(Data entries)
───

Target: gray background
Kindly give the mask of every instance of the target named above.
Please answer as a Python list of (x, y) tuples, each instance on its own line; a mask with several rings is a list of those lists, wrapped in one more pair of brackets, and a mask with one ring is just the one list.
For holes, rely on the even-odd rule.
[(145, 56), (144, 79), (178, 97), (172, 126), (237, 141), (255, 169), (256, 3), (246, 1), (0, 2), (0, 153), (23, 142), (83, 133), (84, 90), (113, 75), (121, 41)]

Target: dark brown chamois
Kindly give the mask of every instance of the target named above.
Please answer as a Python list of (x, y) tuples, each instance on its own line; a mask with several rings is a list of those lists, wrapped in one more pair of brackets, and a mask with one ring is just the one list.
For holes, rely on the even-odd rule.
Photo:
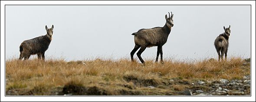
[(44, 61), (44, 53), (48, 49), (51, 43), (53, 33), (53, 25), (52, 28), (48, 29), (46, 25), (45, 26), (47, 34), (45, 35), (38, 37), (32, 39), (23, 41), (20, 46), (19, 59), (21, 60), (24, 58), (24, 60), (28, 59), (30, 55), (37, 54), (38, 59), (41, 59)]
[(145, 50), (146, 48), (152, 46), (158, 46), (157, 57), (155, 62), (158, 60), (159, 54), (161, 56), (161, 63), (163, 63), (163, 49), (162, 46), (167, 41), (167, 38), (171, 32), (171, 28), (174, 26), (173, 14), (171, 13), (170, 16), (169, 13), (169, 18), (165, 15), (165, 24), (163, 27), (155, 27), (151, 29), (141, 29), (138, 32), (134, 33), (131, 35), (134, 35), (134, 42), (135, 46), (131, 52), (131, 61), (134, 62), (133, 55), (135, 52), (140, 48), (141, 49), (137, 53), (137, 55), (141, 62), (144, 64), (145, 62), (141, 55)]
[[(225, 54), (225, 59), (226, 61), (229, 45), (228, 40), (230, 35), (230, 25), (229, 27), (226, 28), (225, 28), (225, 26), (223, 28), (225, 32), (220, 34), (214, 41), (214, 46), (219, 56), (219, 61), (220, 60), (220, 58), (221, 58), (221, 60), (223, 60), (224, 54)], [(221, 53), (221, 55), (220, 52)]]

───

→ **REQUEST**:
Please transcribe the records word for word, from the line with "Target: dark brown chamois" through the end of the records, and leave the pictures out.

→ **RESULT FOR THIS EXERCISE**:
Target: dark brown chamois
Kindly give the mask of every instance of the target named above.
Please answer as a Python list of (x, y) tuples, each instance on its own line; a mask with several rings is a list of those lists, wrapped in one more pair of brackets, and a mask with one ring is just the one list.
For holes, rely on the even-odd rule.
Photo:
[(44, 61), (44, 53), (48, 49), (51, 43), (53, 33), (53, 25), (52, 28), (48, 29), (46, 25), (45, 26), (47, 34), (45, 35), (38, 37), (32, 39), (23, 41), (20, 46), (19, 59), (21, 60), (24, 58), (24, 60), (28, 59), (30, 55), (37, 54), (38, 59), (41, 59)]
[(145, 50), (146, 48), (152, 46), (158, 46), (157, 57), (155, 62), (158, 60), (159, 54), (161, 56), (161, 63), (163, 63), (163, 49), (162, 46), (167, 41), (167, 38), (171, 32), (171, 28), (174, 26), (173, 14), (171, 13), (170, 16), (169, 13), (169, 18), (165, 15), (165, 24), (163, 27), (155, 27), (151, 29), (141, 29), (138, 32), (134, 33), (131, 35), (134, 35), (134, 42), (135, 46), (131, 52), (131, 61), (134, 62), (133, 55), (135, 52), (140, 48), (141, 49), (137, 53), (137, 55), (141, 62), (144, 64), (145, 62), (141, 55)]
[[(225, 54), (225, 59), (226, 61), (229, 45), (228, 40), (230, 35), (230, 25), (229, 27), (226, 28), (225, 28), (225, 26), (223, 28), (225, 32), (220, 34), (214, 41), (214, 46), (219, 56), (219, 61), (220, 60), (220, 58), (221, 58), (221, 60), (223, 60), (224, 54)], [(221, 53), (221, 55), (220, 52)]]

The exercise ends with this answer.